» Goal
Please count the lines in the records below that contain the string "hoodie", matching case exactly, and reply with only that number.

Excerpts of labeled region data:
****************

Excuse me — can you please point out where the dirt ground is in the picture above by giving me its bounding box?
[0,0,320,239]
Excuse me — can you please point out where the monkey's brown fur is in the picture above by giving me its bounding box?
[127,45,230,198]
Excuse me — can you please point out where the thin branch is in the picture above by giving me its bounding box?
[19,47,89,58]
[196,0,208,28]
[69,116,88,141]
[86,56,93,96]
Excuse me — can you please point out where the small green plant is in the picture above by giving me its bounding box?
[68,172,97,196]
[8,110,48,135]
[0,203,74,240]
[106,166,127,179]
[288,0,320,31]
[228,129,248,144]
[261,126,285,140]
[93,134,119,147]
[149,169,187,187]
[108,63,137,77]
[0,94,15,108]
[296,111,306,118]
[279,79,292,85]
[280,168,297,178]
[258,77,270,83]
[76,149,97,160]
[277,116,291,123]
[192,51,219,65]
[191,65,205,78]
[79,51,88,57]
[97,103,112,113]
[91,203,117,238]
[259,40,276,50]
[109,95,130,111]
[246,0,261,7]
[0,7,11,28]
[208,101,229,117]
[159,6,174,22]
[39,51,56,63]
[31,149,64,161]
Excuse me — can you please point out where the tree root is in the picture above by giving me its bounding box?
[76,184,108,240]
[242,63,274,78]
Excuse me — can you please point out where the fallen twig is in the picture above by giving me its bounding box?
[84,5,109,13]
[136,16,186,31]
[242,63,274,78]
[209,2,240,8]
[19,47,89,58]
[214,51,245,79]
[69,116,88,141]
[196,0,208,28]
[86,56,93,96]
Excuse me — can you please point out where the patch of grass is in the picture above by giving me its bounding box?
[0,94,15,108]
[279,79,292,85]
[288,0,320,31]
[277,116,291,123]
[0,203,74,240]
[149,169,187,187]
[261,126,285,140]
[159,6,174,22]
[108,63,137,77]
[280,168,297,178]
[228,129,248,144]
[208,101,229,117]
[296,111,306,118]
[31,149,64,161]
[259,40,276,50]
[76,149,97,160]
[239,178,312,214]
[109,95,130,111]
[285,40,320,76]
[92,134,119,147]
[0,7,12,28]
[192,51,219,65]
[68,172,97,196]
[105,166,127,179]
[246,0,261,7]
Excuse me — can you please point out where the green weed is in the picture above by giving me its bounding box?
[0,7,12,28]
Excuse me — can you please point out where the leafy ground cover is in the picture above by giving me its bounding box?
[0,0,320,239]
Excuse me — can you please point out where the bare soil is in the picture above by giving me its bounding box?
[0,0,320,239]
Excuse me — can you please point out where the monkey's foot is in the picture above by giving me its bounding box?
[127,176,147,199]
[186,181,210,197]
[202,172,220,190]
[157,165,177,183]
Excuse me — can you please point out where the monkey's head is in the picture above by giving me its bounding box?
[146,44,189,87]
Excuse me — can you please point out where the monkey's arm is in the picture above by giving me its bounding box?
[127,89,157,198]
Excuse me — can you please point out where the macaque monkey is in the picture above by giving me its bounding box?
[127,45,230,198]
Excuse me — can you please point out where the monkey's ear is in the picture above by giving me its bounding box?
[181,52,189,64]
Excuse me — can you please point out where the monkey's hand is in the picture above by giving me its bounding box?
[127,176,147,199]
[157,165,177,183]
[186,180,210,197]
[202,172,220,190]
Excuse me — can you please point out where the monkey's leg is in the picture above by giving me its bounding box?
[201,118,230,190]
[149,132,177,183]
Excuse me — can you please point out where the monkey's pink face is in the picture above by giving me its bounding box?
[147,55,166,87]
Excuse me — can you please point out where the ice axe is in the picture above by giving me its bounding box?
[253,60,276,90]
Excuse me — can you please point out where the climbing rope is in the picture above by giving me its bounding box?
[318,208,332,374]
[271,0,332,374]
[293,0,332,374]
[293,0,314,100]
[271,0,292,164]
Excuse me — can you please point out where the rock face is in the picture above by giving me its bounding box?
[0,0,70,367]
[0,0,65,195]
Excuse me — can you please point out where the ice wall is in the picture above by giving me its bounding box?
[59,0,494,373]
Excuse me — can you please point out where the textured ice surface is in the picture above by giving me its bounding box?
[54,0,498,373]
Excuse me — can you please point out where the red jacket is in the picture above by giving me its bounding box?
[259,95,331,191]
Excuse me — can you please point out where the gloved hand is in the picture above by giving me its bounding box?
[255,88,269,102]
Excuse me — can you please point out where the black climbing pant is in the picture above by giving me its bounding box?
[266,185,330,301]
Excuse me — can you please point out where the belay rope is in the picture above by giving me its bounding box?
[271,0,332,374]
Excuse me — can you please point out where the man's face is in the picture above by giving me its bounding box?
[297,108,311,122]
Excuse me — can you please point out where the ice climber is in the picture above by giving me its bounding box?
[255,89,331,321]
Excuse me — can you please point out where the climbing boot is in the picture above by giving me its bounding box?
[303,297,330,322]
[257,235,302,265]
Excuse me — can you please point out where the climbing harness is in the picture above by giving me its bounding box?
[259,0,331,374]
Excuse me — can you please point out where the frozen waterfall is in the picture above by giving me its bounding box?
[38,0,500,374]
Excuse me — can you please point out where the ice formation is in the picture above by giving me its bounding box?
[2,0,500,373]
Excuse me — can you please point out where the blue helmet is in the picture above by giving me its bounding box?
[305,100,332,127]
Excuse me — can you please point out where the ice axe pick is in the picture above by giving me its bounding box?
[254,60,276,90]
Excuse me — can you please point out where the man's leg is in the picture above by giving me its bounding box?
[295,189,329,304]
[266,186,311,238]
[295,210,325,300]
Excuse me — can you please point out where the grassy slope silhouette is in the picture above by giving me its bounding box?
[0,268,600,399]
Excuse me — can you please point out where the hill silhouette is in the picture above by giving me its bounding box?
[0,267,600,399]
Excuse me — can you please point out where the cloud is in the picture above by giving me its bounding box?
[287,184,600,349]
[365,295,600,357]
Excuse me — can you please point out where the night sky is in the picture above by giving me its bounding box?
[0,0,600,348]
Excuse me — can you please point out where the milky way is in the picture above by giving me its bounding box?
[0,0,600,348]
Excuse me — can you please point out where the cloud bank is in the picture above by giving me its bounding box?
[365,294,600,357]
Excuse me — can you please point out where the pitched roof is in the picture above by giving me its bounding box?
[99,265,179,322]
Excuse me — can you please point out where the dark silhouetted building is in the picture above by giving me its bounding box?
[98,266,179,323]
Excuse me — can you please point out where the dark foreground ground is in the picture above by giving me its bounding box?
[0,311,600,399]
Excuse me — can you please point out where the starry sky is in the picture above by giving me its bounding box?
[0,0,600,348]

****************

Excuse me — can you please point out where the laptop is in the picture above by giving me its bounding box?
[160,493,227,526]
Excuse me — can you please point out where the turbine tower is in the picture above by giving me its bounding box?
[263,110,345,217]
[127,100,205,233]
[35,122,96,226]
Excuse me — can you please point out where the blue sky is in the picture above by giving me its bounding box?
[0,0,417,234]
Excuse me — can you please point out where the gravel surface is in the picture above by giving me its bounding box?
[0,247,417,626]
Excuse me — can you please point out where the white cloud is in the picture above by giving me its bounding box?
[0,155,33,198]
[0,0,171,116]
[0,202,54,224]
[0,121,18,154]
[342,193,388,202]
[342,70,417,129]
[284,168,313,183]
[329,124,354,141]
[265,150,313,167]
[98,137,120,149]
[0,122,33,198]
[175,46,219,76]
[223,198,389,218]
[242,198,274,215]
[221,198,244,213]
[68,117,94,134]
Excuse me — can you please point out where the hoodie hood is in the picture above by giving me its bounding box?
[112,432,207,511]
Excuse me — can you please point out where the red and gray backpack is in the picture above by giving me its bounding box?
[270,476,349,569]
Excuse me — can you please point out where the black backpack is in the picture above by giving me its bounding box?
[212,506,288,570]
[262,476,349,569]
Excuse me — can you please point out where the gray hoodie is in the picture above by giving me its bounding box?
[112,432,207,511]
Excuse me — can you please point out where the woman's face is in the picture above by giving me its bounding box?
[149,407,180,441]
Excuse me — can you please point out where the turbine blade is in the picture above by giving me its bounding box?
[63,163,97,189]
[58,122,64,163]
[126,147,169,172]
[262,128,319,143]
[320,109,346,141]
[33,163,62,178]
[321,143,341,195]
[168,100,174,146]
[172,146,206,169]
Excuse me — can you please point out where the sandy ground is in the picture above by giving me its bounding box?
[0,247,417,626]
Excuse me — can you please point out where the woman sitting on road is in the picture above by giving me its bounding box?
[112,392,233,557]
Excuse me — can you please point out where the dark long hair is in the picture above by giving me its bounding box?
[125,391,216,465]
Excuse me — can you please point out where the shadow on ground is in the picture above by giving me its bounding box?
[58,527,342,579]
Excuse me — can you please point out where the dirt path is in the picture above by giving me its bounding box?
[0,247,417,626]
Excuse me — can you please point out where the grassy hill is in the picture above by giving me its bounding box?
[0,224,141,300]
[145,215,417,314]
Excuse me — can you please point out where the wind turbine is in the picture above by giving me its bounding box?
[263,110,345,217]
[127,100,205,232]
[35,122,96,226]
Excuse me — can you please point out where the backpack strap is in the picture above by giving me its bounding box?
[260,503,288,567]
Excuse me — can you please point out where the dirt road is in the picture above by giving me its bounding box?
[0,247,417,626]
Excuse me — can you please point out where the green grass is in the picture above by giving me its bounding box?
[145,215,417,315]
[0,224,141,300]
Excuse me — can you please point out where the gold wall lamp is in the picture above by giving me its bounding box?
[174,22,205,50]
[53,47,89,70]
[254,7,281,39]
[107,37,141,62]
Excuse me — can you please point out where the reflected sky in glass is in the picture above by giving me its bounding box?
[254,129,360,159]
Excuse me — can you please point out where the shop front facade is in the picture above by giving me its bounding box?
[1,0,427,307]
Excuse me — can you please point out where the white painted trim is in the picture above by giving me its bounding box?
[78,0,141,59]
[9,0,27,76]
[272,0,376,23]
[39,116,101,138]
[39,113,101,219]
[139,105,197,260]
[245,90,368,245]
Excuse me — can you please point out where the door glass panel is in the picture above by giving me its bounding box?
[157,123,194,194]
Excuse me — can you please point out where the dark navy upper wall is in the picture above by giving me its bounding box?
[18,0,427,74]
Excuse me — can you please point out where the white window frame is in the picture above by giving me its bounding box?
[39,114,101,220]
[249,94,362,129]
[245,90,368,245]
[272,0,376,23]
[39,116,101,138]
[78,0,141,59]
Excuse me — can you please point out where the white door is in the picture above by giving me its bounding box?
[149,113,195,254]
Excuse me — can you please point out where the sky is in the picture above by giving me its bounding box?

****************

» Task solution
2